**REQUIRED WORK**
From the data that follows, report how many lines hold the string "valued", giving only the number.
::: PROVIDED RECORDS
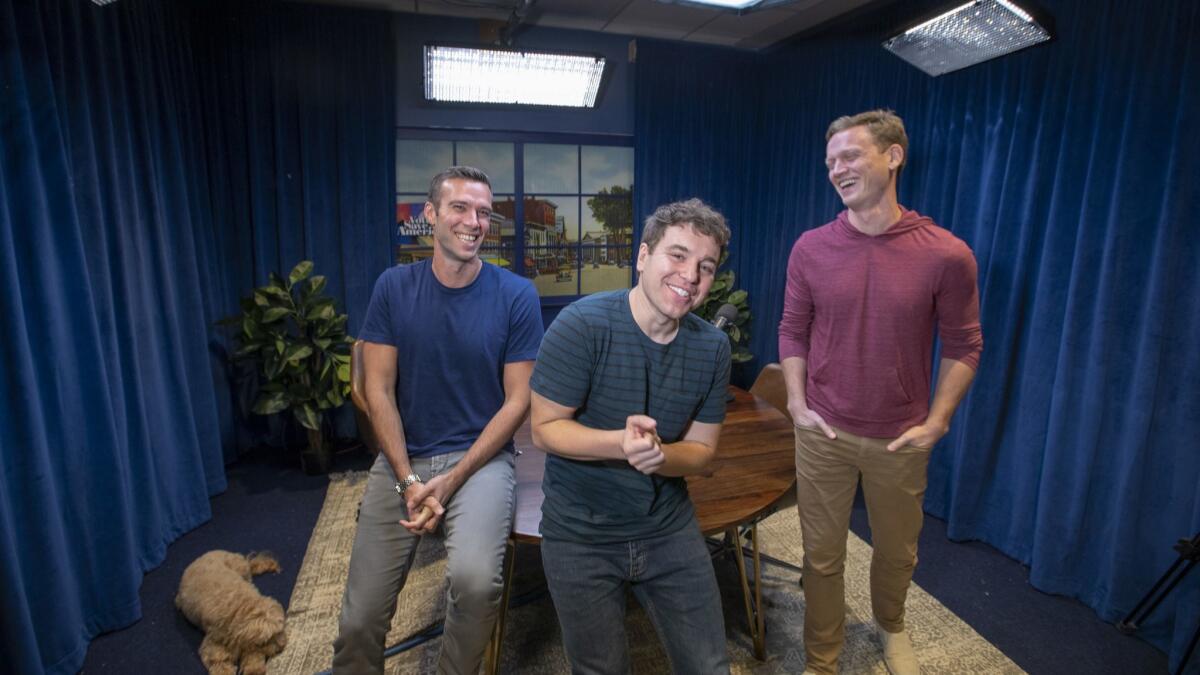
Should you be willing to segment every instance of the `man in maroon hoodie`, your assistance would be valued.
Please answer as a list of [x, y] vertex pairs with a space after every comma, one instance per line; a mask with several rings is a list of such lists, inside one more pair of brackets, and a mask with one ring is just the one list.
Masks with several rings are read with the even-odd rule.
[[[825, 134], [829, 181], [846, 210], [796, 240], [779, 357], [796, 424], [804, 538], [807, 670], [837, 672], [842, 571], [859, 475], [871, 523], [871, 607], [894, 675], [918, 672], [904, 629], [930, 448], [975, 377], [983, 337], [971, 249], [900, 206], [904, 122], [873, 110]], [[934, 329], [942, 340], [929, 401]]]

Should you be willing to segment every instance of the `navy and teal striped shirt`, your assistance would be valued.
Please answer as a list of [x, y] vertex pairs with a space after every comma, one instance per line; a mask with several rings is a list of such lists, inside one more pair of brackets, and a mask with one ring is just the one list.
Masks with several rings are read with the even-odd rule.
[[[694, 314], [670, 344], [638, 328], [629, 291], [596, 293], [565, 308], [546, 331], [530, 386], [575, 408], [593, 429], [623, 429], [630, 415], [658, 422], [664, 443], [692, 420], [725, 420], [729, 340]], [[542, 536], [580, 543], [632, 541], [671, 534], [694, 514], [682, 478], [646, 476], [624, 461], [548, 455], [542, 479]]]

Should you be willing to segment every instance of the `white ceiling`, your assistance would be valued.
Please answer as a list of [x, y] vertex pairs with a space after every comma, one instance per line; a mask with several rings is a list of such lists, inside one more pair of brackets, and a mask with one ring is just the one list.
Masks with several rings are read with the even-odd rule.
[[[309, 0], [505, 21], [521, 0]], [[524, 25], [762, 49], [874, 0], [792, 0], [738, 15], [658, 0], [535, 0]]]

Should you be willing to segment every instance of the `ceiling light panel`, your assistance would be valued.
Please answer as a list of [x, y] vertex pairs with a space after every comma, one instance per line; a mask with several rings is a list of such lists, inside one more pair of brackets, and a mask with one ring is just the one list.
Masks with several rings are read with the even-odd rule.
[[762, 0], [685, 0], [694, 5], [711, 5], [725, 9], [746, 9], [762, 2]]
[[1007, 0], [974, 0], [883, 43], [934, 77], [1050, 39], [1032, 16]]
[[603, 57], [581, 54], [425, 46], [425, 98], [593, 108]]

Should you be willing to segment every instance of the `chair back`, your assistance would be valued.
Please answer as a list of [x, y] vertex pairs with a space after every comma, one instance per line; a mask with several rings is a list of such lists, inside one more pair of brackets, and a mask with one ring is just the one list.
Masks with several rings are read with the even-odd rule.
[[770, 403], [789, 420], [792, 419], [787, 407], [787, 384], [783, 381], [783, 366], [768, 363], [754, 380], [750, 393]]
[[[792, 414], [788, 412], [787, 407], [787, 383], [783, 381], [783, 366], [768, 363], [750, 386], [750, 393], [770, 403], [771, 407], [783, 413], [789, 421], [792, 420]], [[795, 505], [796, 491], [788, 490], [775, 502], [771, 513], [790, 509]]]

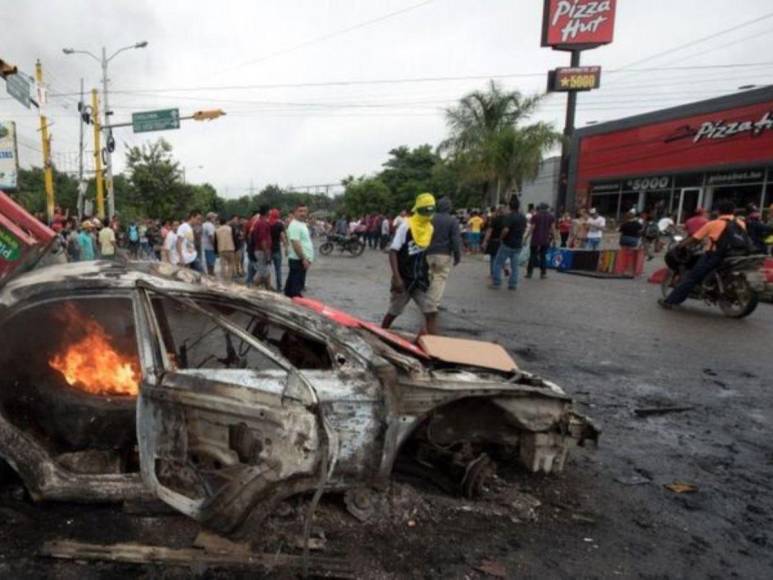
::::::
**RESULT OF THE EXERCISE**
5